>> begin Available data

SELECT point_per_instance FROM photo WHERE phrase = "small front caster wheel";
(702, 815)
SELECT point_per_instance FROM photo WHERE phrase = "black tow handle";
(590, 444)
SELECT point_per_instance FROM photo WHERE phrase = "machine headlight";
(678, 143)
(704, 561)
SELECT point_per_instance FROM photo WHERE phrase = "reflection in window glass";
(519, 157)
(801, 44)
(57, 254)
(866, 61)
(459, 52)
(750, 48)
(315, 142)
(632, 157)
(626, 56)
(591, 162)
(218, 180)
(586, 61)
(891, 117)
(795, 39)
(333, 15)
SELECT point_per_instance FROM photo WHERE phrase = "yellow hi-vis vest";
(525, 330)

>> end Available data
>> begin Available data

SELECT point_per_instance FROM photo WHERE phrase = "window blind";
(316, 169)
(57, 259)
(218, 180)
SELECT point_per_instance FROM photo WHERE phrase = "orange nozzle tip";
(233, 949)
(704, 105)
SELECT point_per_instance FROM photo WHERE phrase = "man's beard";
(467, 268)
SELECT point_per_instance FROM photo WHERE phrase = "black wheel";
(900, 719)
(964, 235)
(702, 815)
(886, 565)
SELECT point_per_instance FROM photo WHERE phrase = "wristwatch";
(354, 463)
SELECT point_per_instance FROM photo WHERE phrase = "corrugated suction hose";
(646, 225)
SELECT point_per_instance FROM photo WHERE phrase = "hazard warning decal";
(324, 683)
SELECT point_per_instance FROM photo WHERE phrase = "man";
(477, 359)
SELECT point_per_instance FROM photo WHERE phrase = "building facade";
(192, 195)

>> end Available data

What this task involves ▸
Gather every line of the data above that contains the word "wheel", and list those lines.

Answer to the exercise ▸
SELECT point_per_instance FROM photo WHERE phrase = "small front caster wheel";
SELECT point_per_instance FROM photo WHERE phrase = "black wheel";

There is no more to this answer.